%%

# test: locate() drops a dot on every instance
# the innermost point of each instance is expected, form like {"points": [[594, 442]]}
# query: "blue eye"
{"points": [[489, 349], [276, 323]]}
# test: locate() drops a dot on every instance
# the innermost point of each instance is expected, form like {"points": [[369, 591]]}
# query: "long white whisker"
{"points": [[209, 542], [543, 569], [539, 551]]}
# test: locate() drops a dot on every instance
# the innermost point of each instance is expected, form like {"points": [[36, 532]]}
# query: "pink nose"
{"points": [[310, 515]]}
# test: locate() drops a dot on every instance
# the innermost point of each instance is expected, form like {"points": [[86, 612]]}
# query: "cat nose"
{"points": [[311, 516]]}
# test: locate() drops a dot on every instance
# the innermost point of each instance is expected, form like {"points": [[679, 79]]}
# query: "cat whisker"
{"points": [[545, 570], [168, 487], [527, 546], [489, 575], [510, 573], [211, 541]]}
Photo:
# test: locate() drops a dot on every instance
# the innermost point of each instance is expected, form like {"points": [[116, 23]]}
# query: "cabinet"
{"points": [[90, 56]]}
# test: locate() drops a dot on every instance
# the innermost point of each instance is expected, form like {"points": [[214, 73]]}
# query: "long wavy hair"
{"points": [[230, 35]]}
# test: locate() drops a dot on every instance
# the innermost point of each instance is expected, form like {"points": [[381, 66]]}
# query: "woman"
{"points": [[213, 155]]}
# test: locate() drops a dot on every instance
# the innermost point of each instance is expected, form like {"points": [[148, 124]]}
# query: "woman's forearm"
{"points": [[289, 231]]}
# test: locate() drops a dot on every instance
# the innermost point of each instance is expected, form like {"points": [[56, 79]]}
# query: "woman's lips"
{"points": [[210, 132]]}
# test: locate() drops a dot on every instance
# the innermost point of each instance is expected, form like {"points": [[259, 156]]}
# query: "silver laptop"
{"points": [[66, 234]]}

%%

__Task__:
Could you please repeat the data exactly as given?

__Result of the task__:
# test: locate() drops a dot on every instance
# the innermost point of each instance is expected, form like {"points": [[594, 442]]}
# query: "blue eye"
{"points": [[489, 349], [276, 323]]}
# test: locate() drops a dot on every instance
# the innermost point of each instance is expected, form like {"points": [[369, 591]]}
# query: "long white whisker"
{"points": [[209, 542], [543, 569], [539, 551]]}
# test: locate() drops a dot on every instance
# the innermost point of each instance is expected, form like {"points": [[36, 532]]}
# query: "pink nose"
{"points": [[310, 515]]}
# test: locate() drops a dot on every instance
# the innermost point of each instance is expected, form like {"points": [[86, 612]]}
# query: "cat nose"
{"points": [[311, 516]]}
# test: locate() drops a dot on every instance
# the innermost point of each instance is expected, form like {"points": [[679, 79]]}
# query: "cat whisker"
{"points": [[545, 570], [168, 487], [527, 546], [489, 575], [510, 573], [211, 541]]}
Photo:
# test: locate() drops a dot on every instance
# the innermost point of each instance is expected, form like {"points": [[116, 23]]}
# query: "cabinet"
{"points": [[90, 56]]}
# test: locate() drops a dot on every instance
# the innermost point of each instance is expected, form like {"points": [[214, 73]]}
# query: "long wavy hair"
{"points": [[230, 35]]}
# test: locate() drops a dot on every instance
# the innermost point of each instance is expected, form like {"points": [[381, 66]]}
# query: "woman"
{"points": [[213, 155]]}
# test: locate() drops a dot on every instance
# the innermost point of each instance is expected, form like {"points": [[148, 124]]}
# query: "woman's forearm"
{"points": [[289, 231]]}
# test: locate() drops a dot on every instance
# the innermost point of each instance is expected, form like {"points": [[56, 79]]}
# query: "woman's lips"
{"points": [[210, 132]]}
# test: locate() drops a dot on every instance
# the innermost point of each instance is expected, form like {"points": [[259, 156]]}
# query: "silver laptop"
{"points": [[66, 234]]}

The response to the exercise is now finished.